══ ENTRIES SHOWN ══
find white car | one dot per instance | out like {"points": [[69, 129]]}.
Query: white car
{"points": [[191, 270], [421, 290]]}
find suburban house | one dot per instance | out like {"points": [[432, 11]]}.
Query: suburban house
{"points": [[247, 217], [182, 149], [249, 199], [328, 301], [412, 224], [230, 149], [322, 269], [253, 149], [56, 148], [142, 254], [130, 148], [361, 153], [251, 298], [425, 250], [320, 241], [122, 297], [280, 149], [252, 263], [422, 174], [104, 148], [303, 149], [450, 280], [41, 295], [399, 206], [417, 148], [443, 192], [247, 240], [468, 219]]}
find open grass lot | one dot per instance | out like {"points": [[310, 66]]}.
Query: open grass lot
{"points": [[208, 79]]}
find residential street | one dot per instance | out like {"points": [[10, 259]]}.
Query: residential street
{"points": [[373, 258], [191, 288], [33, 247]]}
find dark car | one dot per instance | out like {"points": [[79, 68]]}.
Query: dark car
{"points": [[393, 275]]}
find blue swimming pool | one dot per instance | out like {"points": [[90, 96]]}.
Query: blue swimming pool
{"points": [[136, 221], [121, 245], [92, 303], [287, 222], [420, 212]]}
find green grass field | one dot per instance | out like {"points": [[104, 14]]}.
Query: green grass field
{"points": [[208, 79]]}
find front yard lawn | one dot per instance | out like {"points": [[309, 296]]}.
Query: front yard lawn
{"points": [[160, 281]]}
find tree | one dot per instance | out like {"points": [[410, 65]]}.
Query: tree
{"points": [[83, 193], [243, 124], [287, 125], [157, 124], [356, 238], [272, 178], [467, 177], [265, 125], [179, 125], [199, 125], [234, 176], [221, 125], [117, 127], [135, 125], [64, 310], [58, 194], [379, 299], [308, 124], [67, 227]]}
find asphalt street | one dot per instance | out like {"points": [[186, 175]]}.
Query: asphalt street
═══
YOUR ASSIGNMENT >> Transcription of all the material must be exact.

RESPONSE TO THE TASK >>
find white car | one dot per instance | out like {"points": [[69, 129]]}.
Query: white car
{"points": [[191, 270], [421, 290]]}
find suburban house | one dot per instance | out like {"points": [[432, 11]]}.
Query: suburban house
{"points": [[247, 217], [182, 149], [249, 199], [328, 301], [412, 224], [230, 149], [322, 269], [253, 149], [56, 148], [142, 254], [130, 148], [361, 153], [251, 298], [425, 250], [320, 241], [122, 297], [280, 149], [252, 263], [422, 174], [104, 148], [303, 149], [450, 280], [41, 295], [399, 206], [417, 148], [443, 192], [247, 240], [468, 219]]}
find open grass lot | one dot per instance | out like {"points": [[310, 66]]}.
Query: open grass lot
{"points": [[208, 79]]}
find residential street | one dot per instance | out like {"points": [[10, 259]]}.
Query: residential street
{"points": [[373, 258], [191, 288], [33, 247]]}
find dark car | one dot per instance | out like {"points": [[79, 68]]}.
Query: dark car
{"points": [[393, 275]]}
find blue swimming pool | one dot per instance | out like {"points": [[90, 96]]}.
Query: blue swimming pool
{"points": [[136, 221], [121, 245], [92, 303], [287, 222], [420, 212]]}
find green grass field | one dot per instance | out like {"points": [[104, 14]]}.
Query: green grass field
{"points": [[208, 79]]}
find front yard lawn | one dot per instance | out like {"points": [[309, 296]]}.
Query: front yard lawn
{"points": [[160, 281]]}
find tree | one dot per instance | out like {"points": [[410, 65]]}.
Query: tree
{"points": [[83, 193], [243, 124], [287, 125], [157, 124], [356, 238], [272, 178], [467, 177], [265, 125], [179, 125], [199, 125], [234, 176], [221, 125], [117, 127], [135, 125], [64, 310], [58, 194], [379, 299], [308, 124], [67, 227]]}
find asphalt street | one dot per instance | out like {"points": [[186, 175]]}.
Query: asphalt street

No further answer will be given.